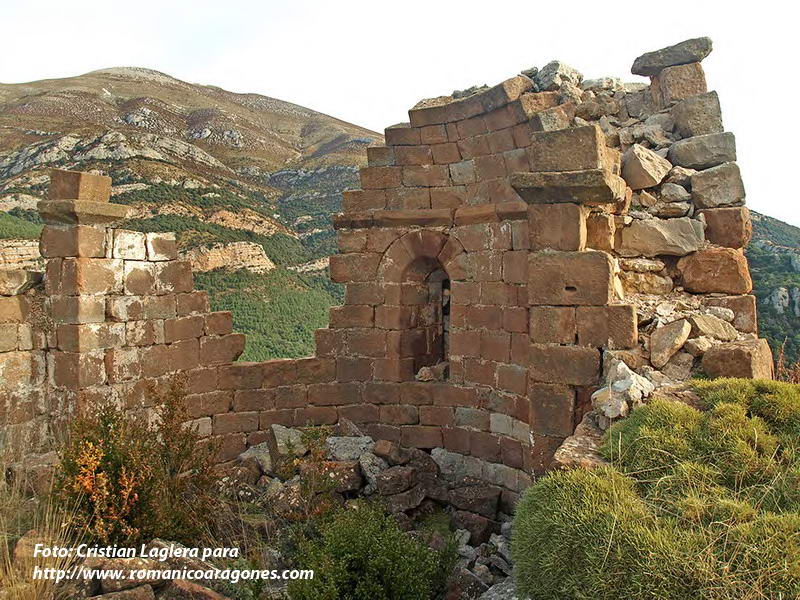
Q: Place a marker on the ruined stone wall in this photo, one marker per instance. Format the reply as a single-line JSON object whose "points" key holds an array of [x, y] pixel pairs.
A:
{"points": [[515, 258]]}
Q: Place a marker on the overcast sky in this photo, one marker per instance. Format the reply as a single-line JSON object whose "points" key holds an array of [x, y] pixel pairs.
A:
{"points": [[368, 62]]}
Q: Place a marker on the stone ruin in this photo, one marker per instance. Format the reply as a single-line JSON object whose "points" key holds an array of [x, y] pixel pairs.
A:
{"points": [[520, 259]]}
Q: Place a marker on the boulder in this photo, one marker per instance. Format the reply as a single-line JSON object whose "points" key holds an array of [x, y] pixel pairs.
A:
{"points": [[667, 340], [642, 168], [672, 192], [713, 327], [654, 237], [554, 74], [703, 151], [181, 589], [142, 592], [750, 359], [688, 51], [395, 480], [730, 227], [718, 186], [722, 270], [480, 528], [481, 499], [698, 115], [348, 448], [16, 281]]}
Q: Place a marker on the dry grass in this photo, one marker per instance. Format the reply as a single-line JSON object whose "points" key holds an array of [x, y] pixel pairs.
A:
{"points": [[54, 524]]}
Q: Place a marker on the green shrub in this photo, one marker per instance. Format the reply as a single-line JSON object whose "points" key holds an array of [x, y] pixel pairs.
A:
{"points": [[360, 553], [695, 505], [132, 479]]}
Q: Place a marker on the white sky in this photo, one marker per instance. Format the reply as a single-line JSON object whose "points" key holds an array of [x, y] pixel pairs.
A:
{"points": [[367, 62]]}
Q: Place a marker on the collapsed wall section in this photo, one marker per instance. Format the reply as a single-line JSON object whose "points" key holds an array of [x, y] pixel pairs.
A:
{"points": [[514, 259]]}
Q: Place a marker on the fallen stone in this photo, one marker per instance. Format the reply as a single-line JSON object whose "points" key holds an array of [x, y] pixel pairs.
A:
{"points": [[395, 480], [697, 346], [642, 168], [554, 74], [465, 584], [722, 270], [480, 528], [713, 327], [391, 452], [645, 283], [181, 589], [667, 340], [679, 367], [698, 115], [718, 186], [703, 151], [654, 237], [261, 454], [594, 186], [750, 359], [682, 176], [371, 466], [730, 227], [481, 499], [505, 590], [685, 52], [143, 592], [672, 192], [348, 448], [16, 282]]}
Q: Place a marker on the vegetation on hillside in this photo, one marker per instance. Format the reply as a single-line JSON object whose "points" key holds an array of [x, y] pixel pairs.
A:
{"points": [[278, 311], [696, 504]]}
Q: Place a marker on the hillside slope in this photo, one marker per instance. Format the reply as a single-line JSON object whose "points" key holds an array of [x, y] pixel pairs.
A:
{"points": [[245, 180], [774, 256]]}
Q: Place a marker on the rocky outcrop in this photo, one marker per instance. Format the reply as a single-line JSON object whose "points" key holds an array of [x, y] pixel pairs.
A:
{"points": [[236, 255]]}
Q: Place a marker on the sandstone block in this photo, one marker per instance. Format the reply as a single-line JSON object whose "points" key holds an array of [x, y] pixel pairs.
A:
{"points": [[13, 309], [129, 244], [75, 370], [215, 350], [600, 231], [80, 212], [642, 168], [75, 185], [712, 270], [380, 177], [653, 237], [75, 240], [718, 186], [575, 149], [597, 186], [612, 327], [90, 336], [380, 156], [78, 309], [703, 151], [750, 359], [161, 246], [91, 276], [678, 82], [402, 135], [745, 317], [570, 278], [729, 227], [571, 365], [553, 324], [698, 115], [667, 340], [552, 409], [557, 226], [688, 51]]}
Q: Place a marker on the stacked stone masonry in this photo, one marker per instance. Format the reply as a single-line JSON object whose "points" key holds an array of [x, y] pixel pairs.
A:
{"points": [[503, 249]]}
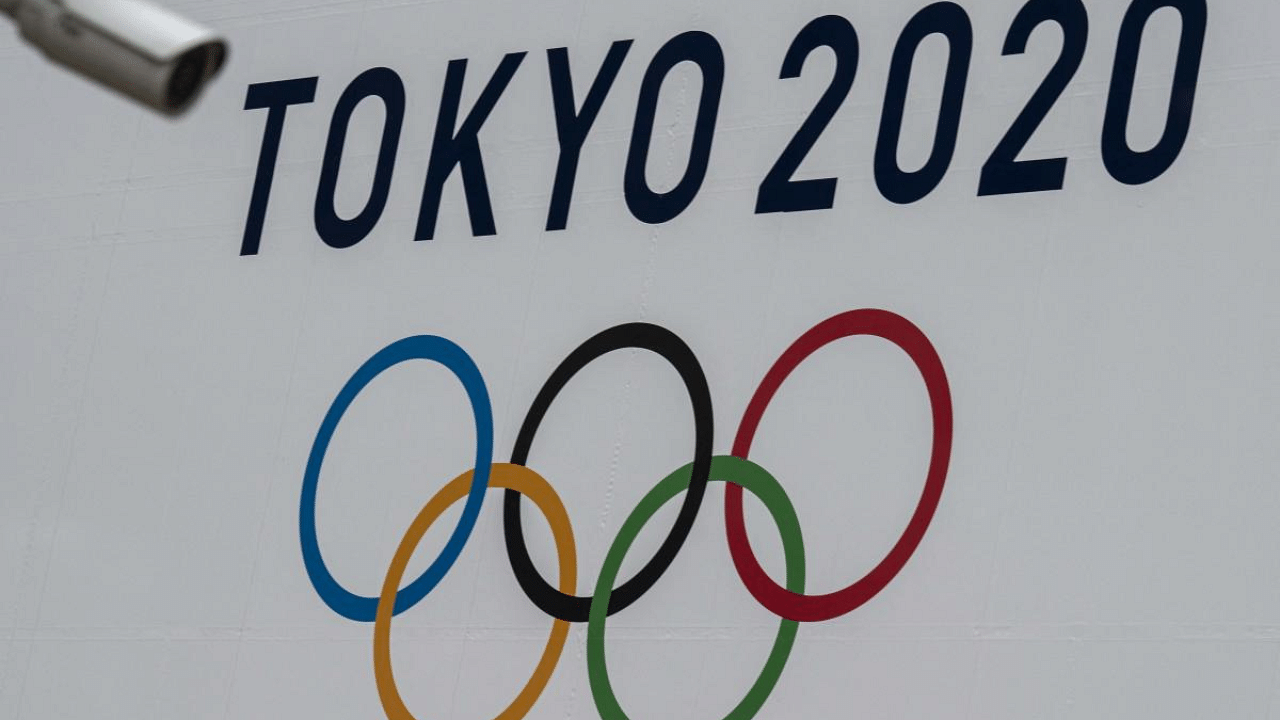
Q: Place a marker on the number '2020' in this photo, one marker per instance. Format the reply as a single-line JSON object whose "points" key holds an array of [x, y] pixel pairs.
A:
{"points": [[1002, 173]]}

▬▬▬▬▬▬

Required action =>
Copy the entries precisely, images excluded.

Problem solution =>
Q: Place a marker on the ruined stone wall in this photo, one marker per instance. Format the reply as a single-line JSON object whose "points" key holds an array of [x, y] pixel pairs.
A:
{"points": [[515, 258]]}
Q: Place a marker on the overcast sky in this photo, one marker per instance. Format the reply as a single-line JSON object whose "points" key holds an array of [x, y] pixel pairs.
A:
{"points": [[368, 62]]}
Q: Place a marker on the stone ruin in this photo, one marker per instance. Format the reply as a single-line JSON object whose "points" key holds an array of [x, y] pixel pairs.
A:
{"points": [[520, 259]]}
Q: Place a marker on the boulder in this photo, one marker per instance. Format the reply as a single-line JSON object whose "points" key holds an array of [x, y] pixel pairs.
A:
{"points": [[667, 340], [642, 168], [672, 192], [713, 327], [654, 237], [554, 74], [703, 151], [181, 589], [142, 592], [750, 359], [688, 51], [395, 480], [730, 227], [718, 186], [722, 270], [480, 528], [481, 499], [698, 115], [348, 448], [16, 281]]}
Q: Place a marker on the dry grass in this photo, one marker per instance. Format the reply as a single-line JSON object whose "points" key holds an array of [x, y] pixel pairs.
A:
{"points": [[54, 524]]}
Q: Place a marker on the green shrub in this photo, one marker per instance. Format the reply as a single-line JSON object whose "points" key holds an array of [x, y] pixel pairs.
A:
{"points": [[360, 553], [695, 505], [132, 479]]}
Q: Place a marker on the white sky in this photo, one marker per instance. Format the reply as a single-line JSON object whose "points" key holds an array of [x, y] pixel pairs.
A:
{"points": [[367, 62]]}
Q: Place a marker on the collapsed wall section in this photo, one marker per instance. Format the reply as a single-line JSON object whose "points" key holds an array of [x, y] pixel pairs.
A:
{"points": [[514, 259]]}
Q: Place a marker on the fallen stone in this photo, one marker per instance. Format the reply as a single-line JSON object whose "points" key holds an array of [x, y] pixel pairs.
A:
{"points": [[395, 480], [697, 346], [642, 168], [554, 74], [465, 584], [722, 270], [480, 528], [713, 327], [391, 452], [645, 283], [181, 589], [667, 340], [679, 367], [698, 115], [718, 186], [703, 151], [654, 237], [261, 454], [594, 186], [750, 359], [682, 176], [371, 466], [730, 227], [481, 499], [505, 590], [685, 52], [143, 592], [672, 192], [348, 448], [16, 282]]}
Q: Place a marker on the vegetation on hillside in this photo, one marker per instance. Format the reply as a single-line JSON object whose "points" key holds an array of [x, y] pixel pairs.
A:
{"points": [[278, 311], [696, 504]]}
Q: Place a marker on the hillside slope in this photo, one marker per instance. Format the reply as a single-line JSON object whose "points" key holds an array of [x, y] pixel pairs.
A:
{"points": [[245, 180], [774, 256]]}
Q: Place a marker on the rocky outcrop in this photo, one marker per instance. Format the reply as a single-line JSON object whose "points" key holds an array of [x, y] pixel pairs.
A:
{"points": [[236, 255]]}
Q: Place a marker on the sandstone block in this photo, one marker per instance. Format the reply as a single-line JSON object whose "points" key holds an array of [x, y] pixel pairs.
A:
{"points": [[13, 309], [129, 244], [75, 370], [215, 350], [600, 231], [80, 212], [642, 168], [75, 185], [712, 270], [380, 177], [653, 237], [75, 240], [718, 186], [575, 149], [597, 186], [612, 327], [90, 336], [380, 156], [78, 309], [703, 151], [750, 359], [161, 246], [91, 276], [678, 82], [402, 135], [745, 317], [570, 278], [729, 227], [571, 365], [553, 324], [698, 115], [667, 340], [552, 409], [557, 226], [688, 51]]}
Q: Place a marker on the stacked stone masonry in this photo, one marker per instance. Format the reply as a single-line JSON object whose "points" key holds an array of [x, y] pixel pairs.
A:
{"points": [[503, 249]]}
Q: Place a marker on the number '2020' in this photo, one marker per instance. Format the reply as a single-line JSON object whose "points" key holds an array of [x, y] pixel pairs.
A:
{"points": [[1002, 173]]}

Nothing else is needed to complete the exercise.